* _What the exercise asks_
Write out the lines of the listing below verbatim, starting with the line that contains "I would appreciate it if you could identify the path" and continuing through the end of the listing.

________________

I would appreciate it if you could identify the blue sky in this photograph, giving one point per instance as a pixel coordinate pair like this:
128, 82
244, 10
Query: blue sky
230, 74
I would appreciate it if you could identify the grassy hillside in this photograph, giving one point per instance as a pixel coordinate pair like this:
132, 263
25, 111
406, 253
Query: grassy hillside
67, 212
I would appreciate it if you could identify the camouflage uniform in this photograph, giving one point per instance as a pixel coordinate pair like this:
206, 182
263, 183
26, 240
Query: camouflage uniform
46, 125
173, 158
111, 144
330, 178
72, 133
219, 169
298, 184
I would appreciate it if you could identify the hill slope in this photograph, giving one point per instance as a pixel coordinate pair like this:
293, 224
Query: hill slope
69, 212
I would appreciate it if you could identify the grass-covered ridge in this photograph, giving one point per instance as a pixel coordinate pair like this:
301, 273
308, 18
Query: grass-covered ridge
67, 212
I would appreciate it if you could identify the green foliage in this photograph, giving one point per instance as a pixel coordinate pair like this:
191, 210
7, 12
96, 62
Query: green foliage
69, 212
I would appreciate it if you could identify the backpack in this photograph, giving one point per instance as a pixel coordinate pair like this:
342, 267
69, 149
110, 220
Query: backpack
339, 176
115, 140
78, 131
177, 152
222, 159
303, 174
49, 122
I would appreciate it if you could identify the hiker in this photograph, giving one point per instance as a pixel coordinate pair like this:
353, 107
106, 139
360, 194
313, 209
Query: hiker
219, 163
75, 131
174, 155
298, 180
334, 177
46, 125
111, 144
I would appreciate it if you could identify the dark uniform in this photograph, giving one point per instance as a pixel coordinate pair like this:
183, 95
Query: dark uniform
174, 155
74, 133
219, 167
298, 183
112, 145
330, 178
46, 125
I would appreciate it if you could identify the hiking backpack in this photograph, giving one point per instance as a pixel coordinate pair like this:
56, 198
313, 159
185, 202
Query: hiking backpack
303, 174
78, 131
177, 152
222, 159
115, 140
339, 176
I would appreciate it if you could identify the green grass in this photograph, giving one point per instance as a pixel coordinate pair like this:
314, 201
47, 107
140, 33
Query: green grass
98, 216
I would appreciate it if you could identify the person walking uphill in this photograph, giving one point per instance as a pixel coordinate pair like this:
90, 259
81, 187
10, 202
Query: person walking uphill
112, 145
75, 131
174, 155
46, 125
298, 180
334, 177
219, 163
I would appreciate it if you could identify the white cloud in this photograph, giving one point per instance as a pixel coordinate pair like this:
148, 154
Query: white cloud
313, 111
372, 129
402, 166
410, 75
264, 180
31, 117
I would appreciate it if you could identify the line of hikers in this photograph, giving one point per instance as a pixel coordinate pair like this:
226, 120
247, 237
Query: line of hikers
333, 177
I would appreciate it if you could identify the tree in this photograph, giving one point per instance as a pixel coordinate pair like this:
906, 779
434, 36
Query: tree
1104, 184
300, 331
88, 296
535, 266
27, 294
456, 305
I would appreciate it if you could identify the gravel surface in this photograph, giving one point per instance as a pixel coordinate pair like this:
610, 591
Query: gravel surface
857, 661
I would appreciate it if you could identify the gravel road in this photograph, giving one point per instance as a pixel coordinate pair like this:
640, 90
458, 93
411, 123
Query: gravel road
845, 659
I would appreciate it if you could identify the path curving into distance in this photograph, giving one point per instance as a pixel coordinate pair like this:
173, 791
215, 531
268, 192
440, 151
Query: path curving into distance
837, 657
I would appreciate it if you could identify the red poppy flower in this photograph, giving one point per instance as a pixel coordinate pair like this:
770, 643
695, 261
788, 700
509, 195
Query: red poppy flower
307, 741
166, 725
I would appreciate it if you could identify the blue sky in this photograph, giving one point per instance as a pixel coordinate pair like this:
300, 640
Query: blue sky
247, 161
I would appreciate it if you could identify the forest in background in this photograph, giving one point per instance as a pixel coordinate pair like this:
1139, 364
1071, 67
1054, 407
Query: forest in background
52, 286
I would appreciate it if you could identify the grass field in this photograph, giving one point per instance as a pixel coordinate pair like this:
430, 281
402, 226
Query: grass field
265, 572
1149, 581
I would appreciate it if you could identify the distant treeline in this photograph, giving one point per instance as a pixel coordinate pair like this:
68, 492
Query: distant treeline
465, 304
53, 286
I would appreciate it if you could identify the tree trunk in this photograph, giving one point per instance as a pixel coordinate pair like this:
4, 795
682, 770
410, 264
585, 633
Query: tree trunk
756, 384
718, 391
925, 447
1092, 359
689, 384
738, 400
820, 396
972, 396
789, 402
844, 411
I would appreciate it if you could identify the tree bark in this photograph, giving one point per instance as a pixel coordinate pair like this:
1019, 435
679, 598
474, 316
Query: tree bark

________________

* _The answer_
I would appreciate it if you could identify the path curving into distance in this photograph, giving one point per instance as a pixel coordinate pair like this:
173, 791
215, 531
268, 192
440, 151
Query: path curving into distance
837, 657
I would appreciate it if you could identify the red poppy flower in this photograph, giving one point per instance as a pixel coordinate pair like this:
770, 643
695, 261
788, 700
509, 195
Query: red poppy flower
307, 741
166, 725
I would appreciate it if you could identify the blue sky in this photograph, giving one point per instance as a pixel coordinate pair like this:
300, 640
Query: blue sky
247, 161
I would appreciate it if you could identify the forest in background in this photograph, giving one point per instance as a pixel coordinate pair like this:
1139, 364
1071, 67
1054, 407
Query: forest in background
52, 286
I would appreciate it if you could identify the grass field in this photograph, giving one point per instance as a pixel coordinate pair like this:
430, 281
402, 226
Query: grass field
265, 572
1149, 581
I would appreciate it if you could identify the distant treeline in this photograph, giving one point per instance as a pixel coordinate pair like this:
68, 492
Query: distant treeline
465, 304
53, 286
I would appreciate it if you could identify the tree trunk in this photograph, giving one point per instance as a pixel coordinate pair like this:
4, 795
682, 770
410, 264
585, 633
Query: tree trunk
756, 384
718, 391
925, 447
1092, 359
689, 384
738, 400
820, 396
972, 396
789, 402
844, 411
I would appreciate it if you could identify the tree bark in this photograph, giving one point per instance as a pixel coordinate pair like this:
1019, 435
679, 598
474, 316
Query: tree bark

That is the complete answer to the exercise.